Task directions »
Count the lines below that contain the word "blue". Reply with the number alone.

Information supplied »
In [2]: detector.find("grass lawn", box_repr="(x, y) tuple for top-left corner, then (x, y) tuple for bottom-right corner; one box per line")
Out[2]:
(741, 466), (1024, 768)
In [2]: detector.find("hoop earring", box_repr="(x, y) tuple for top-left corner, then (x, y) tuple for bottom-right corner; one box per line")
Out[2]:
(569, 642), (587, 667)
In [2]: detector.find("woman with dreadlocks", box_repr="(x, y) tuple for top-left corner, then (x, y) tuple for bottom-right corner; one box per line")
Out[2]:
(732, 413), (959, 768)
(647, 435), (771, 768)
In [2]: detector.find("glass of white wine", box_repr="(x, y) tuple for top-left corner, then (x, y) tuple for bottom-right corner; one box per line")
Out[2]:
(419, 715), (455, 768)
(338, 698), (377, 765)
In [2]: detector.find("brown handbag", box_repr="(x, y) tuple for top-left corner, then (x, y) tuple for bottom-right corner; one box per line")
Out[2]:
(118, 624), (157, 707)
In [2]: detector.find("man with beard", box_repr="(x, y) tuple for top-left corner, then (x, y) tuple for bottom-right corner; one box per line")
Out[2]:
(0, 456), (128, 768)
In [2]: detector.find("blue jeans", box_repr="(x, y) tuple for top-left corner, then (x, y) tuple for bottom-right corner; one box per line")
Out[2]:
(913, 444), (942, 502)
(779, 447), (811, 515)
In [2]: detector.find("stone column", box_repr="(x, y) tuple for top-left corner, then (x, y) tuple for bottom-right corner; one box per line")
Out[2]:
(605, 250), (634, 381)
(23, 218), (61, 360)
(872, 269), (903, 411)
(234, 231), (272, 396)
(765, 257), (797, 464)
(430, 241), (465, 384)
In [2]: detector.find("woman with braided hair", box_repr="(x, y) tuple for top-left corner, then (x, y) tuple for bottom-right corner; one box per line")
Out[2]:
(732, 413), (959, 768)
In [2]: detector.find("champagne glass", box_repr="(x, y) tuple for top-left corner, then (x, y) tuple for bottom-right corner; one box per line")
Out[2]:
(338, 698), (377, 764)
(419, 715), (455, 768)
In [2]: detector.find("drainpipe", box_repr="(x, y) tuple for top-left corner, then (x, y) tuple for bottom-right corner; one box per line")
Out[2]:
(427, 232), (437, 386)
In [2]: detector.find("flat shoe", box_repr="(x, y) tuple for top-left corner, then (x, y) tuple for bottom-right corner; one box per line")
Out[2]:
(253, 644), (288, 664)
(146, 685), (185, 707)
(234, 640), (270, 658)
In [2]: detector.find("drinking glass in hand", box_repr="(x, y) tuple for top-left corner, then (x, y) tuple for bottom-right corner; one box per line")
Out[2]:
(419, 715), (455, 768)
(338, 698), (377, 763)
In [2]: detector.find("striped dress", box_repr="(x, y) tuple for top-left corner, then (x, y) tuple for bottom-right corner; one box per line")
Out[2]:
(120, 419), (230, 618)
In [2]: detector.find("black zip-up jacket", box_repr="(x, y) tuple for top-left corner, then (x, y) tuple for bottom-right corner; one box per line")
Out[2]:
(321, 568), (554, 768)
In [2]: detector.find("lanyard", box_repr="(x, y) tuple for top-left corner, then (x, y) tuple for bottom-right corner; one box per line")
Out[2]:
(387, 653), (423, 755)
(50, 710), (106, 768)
...
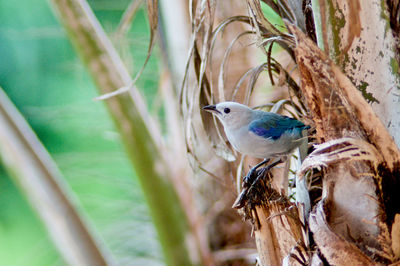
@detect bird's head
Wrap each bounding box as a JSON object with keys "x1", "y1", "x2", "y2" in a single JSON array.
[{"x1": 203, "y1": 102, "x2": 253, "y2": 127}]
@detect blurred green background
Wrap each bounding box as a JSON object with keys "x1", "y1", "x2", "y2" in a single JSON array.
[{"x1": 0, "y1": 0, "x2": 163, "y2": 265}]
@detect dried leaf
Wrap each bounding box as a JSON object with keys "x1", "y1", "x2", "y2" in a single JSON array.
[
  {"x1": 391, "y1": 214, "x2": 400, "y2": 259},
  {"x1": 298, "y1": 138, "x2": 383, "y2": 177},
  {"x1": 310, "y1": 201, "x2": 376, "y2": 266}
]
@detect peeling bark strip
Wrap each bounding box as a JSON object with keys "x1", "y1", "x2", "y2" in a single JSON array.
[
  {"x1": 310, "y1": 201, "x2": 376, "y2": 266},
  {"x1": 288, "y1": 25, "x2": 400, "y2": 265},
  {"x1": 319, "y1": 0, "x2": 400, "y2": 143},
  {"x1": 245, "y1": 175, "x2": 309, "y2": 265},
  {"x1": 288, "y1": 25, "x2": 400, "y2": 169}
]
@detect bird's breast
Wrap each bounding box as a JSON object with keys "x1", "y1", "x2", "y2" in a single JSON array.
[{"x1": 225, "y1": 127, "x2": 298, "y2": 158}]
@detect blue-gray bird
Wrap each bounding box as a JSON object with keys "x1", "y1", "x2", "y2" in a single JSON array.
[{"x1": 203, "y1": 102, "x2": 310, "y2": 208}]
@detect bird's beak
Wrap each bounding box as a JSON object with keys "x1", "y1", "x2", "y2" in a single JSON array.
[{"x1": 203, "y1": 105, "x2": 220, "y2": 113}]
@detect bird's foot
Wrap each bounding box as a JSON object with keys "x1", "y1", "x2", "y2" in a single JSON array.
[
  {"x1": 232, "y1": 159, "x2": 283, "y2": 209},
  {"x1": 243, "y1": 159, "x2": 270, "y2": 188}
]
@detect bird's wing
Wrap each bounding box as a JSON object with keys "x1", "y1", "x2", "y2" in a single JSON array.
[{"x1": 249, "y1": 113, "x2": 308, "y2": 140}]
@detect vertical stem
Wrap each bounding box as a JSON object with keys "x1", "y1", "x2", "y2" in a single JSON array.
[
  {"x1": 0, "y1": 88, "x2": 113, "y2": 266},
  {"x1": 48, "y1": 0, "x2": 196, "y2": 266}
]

The reply »
2